--- start AVAILABLE DATA ---

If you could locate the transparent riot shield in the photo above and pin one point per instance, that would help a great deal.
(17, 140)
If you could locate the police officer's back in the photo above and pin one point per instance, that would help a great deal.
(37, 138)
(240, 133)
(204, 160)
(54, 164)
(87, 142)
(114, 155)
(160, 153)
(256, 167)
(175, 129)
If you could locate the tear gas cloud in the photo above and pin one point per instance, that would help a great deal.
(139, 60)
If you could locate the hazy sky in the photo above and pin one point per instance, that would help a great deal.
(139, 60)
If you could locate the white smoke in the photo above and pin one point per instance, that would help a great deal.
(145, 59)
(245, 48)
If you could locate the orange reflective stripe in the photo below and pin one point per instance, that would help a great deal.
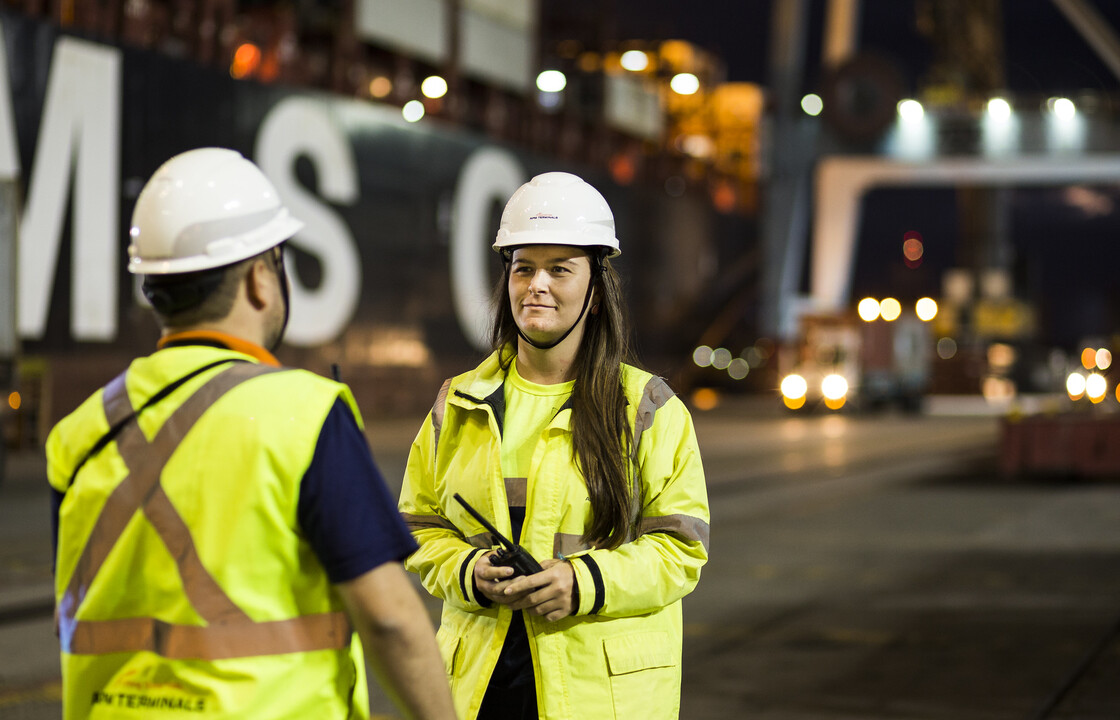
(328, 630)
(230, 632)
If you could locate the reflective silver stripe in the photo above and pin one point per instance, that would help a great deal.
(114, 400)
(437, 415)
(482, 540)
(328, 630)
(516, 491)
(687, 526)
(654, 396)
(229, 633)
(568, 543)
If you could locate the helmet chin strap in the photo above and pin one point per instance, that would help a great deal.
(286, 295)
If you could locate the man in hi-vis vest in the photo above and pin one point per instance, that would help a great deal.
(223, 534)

--- end AVAILABLE DATA ---
--- start AVAILABLE DATA ---

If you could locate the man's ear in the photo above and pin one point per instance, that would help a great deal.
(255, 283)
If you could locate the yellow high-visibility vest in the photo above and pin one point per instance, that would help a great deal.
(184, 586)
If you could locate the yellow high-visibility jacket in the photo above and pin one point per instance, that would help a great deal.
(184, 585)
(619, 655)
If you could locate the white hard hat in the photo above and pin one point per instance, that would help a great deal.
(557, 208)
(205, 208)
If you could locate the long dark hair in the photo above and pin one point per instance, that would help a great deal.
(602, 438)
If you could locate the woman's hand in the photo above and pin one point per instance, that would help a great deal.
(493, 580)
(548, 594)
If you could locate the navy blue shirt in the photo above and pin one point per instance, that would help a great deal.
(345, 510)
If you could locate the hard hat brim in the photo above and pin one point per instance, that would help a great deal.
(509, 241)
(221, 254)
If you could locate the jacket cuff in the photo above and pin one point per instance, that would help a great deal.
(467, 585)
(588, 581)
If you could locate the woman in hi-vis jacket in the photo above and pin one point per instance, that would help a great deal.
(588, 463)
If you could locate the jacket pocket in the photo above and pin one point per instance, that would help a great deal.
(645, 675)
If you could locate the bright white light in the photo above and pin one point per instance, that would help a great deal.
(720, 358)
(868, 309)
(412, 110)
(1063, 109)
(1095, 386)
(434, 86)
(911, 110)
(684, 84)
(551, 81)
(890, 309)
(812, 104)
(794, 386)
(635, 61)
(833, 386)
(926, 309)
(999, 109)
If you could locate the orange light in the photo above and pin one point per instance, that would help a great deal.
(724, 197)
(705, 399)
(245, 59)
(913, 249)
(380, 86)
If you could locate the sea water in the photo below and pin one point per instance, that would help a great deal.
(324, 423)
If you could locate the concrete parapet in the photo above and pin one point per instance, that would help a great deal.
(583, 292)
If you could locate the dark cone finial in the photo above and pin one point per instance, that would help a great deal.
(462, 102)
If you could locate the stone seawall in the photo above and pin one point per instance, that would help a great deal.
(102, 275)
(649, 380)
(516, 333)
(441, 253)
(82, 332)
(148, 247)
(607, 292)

--- end AVAILABLE DATA ---

- PROBLEM -
Give only the number of lines in the data above that contain the string "hard".

- FINAL RESULT -
2